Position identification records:

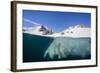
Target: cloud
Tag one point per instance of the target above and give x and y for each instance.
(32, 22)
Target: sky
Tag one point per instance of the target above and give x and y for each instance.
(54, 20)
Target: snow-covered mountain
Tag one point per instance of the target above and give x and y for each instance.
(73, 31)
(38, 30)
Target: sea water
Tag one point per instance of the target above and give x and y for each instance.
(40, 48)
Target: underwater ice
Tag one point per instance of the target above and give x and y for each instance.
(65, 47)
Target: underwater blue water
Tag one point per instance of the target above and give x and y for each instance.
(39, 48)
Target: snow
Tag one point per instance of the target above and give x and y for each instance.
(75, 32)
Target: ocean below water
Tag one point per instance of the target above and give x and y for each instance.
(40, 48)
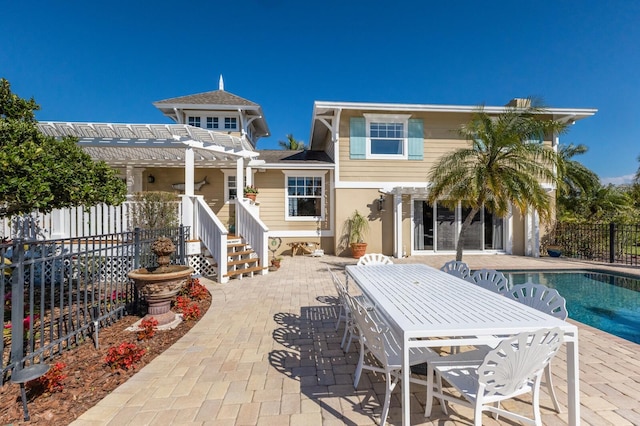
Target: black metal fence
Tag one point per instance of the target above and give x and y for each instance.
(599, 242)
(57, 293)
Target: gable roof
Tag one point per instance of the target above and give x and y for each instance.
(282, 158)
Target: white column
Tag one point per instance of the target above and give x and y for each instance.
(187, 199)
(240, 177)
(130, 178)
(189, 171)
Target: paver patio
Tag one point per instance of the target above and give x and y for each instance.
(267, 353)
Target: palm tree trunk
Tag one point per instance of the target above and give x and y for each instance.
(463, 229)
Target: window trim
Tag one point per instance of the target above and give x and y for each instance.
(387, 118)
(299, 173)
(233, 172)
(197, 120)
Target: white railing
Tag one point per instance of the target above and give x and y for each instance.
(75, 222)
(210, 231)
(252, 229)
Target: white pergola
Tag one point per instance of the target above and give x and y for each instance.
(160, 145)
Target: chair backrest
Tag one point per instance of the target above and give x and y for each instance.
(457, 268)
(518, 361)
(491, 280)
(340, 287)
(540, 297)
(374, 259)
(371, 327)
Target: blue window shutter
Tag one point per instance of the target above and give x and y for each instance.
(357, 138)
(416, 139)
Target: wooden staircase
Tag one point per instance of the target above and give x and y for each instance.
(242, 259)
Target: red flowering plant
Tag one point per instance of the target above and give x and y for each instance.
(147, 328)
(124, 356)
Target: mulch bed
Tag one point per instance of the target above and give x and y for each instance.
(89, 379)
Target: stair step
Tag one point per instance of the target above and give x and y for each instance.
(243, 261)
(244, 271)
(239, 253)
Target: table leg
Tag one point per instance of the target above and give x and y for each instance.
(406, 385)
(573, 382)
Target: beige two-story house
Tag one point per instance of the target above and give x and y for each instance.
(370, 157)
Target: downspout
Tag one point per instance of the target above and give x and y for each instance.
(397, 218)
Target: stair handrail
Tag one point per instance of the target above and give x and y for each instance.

EXERCISE BRIEF ->
Present all of the lines above as a Markdown table with the columns "Row" and "Line," numbering each row and skipping blank lines. Leave the pictures out of your answer.

ANSWER TO THIS EXERCISE ->
| Row | Line |
|---|---|
| 1 | Target: cloud |
| 2 | Tag one point per instance of the target above and give x and y for each instance. |
| 3 | (32, 22) |
| 4 | Target: sky |
| 5 | Tag one point per instance of the target above and give x and y for each instance. |
| 6 | (54, 20) |
| 7 | Target: snow-covered mountain |
| 8 | Tag one point per instance of the target above and give x and y for each instance. |
| 9 | (73, 31) |
| 10 | (38, 30) |
| 11 | Target: sea water |
| 12 | Tag one point per instance of the target above and give x and y for each instance. |
| 13 | (40, 48) |
| 14 | Target: underwater ice |
| 15 | Tag one point per instance of the target above and give x and y for each instance. |
| 16 | (65, 47) |
| 17 | Target: underwater blue water |
| 18 | Tag one point per instance of the target above and give x and y for each instance. |
| 19 | (39, 48) |
| 20 | Target: snow |
| 21 | Tag one point per instance of the target above and give x and y for each instance. |
| 22 | (75, 32) |
| 23 | Target: ocean below water |
| 24 | Tag one point per instance of the target above and give x and y for each instance. |
| 25 | (40, 48) |
| 26 | Target: black metal fence |
| 27 | Tag one point per instance of the target above and give x and y for each instance. |
| 28 | (599, 242) |
| 29 | (57, 293) |
| 30 | Target: gable roof |
| 31 | Tag one point per instance of the target above and give x and y for each instance. |
| 32 | (282, 158) |
| 33 | Target: white column |
| 34 | Tag one point per instance of the target above and give x and y for each instance. |
| 35 | (187, 199) |
| 36 | (240, 177) |
| 37 | (130, 178) |
| 38 | (189, 171) |
| 39 | Target: paver patio |
| 40 | Tag one point per instance of the target above and give x and y for each instance. |
| 41 | (267, 353) |
| 42 | Target: palm tree trunk |
| 43 | Tag one point per instance of the target above and give x and y for each instance. |
| 44 | (463, 229) |
| 45 | Target: window trim |
| 46 | Tag one point per instance of the target above and give x and y for each instance. |
| 47 | (387, 118) |
| 48 | (299, 173) |
| 49 | (233, 172) |
| 50 | (197, 120) |
| 51 | Target: white railing |
| 52 | Tag one point per instance of the target above and give x and y for each instance. |
| 53 | (75, 222) |
| 54 | (210, 231) |
| 55 | (252, 229) |
| 56 | Target: white pergola |
| 57 | Tag one point per instance of the target above and give x and y for each instance. |
| 58 | (160, 145) |
| 59 | Target: chair backrest |
| 60 | Tag one point per instance of the target above and give x and y for each instance. |
| 61 | (457, 268) |
| 62 | (518, 361) |
| 63 | (491, 280) |
| 64 | (340, 287) |
| 65 | (540, 297) |
| 66 | (374, 259) |
| 67 | (371, 327) |
| 68 | Target: blue window shutter |
| 69 | Tag one point per instance of the target above and give x and y for each instance. |
| 70 | (357, 138) |
| 71 | (416, 139) |
| 72 | Target: wooden staircase |
| 73 | Tag one point per instance of the target above and give x and y for each instance. |
| 74 | (242, 259) |
| 75 | Target: red flowering plant |
| 76 | Tag one point per instance of the target above and give x and y for each instance. |
| 77 | (147, 328) |
| 78 | (124, 356) |
| 79 | Target: mulch bed |
| 80 | Tag one point per instance of the target above and give x and y for each instance. |
| 81 | (89, 379) |
| 82 | Target: stair step |
| 83 | Tag one point per instance of the target above and give x and y for each instance. |
| 84 | (243, 261) |
| 85 | (244, 271) |
| 86 | (239, 253) |
| 87 | Target: table leg |
| 88 | Tag one point per instance of the target above and give x and y for each instance. |
| 89 | (406, 385) |
| 90 | (573, 382) |
| 91 | Target: beige two-story house |
| 92 | Tag one point per instance of the target above and give x and y for each instance. |
| 93 | (370, 157) |
| 94 | Target: downspout |
| 95 | Tag one point per instance of the target above and give x and y for each instance. |
| 96 | (397, 218) |
| 97 | Target: stair handrail |
| 98 | Tag one point per instance of the target above and give x and y for each instance. |